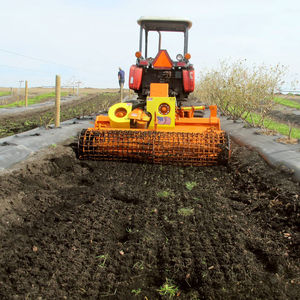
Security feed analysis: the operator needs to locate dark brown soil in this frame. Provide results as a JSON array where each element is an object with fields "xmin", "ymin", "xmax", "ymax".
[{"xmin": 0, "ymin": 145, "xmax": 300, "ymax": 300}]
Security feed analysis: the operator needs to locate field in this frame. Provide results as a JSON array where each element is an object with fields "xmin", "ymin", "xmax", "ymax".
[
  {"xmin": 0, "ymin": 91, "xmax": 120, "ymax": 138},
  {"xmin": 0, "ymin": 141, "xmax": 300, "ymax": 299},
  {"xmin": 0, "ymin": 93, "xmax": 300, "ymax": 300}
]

::::::::::

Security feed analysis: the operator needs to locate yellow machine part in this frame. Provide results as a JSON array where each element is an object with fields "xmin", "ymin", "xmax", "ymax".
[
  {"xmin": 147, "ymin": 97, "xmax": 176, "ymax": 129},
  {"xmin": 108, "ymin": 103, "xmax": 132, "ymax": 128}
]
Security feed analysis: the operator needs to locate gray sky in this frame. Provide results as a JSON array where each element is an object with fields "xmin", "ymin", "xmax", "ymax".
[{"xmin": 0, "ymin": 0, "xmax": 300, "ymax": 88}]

::::::::::

* [Given instruction]: List every line of the items above that contains the word "brown", copying each such line in full.

* [Task output]:
Security feed analysis: the operator needs to locate dark brown soil in this frame. Provide results as a JSON array where each element is an object with fields "xmin", "ymin", "xmax", "ymax".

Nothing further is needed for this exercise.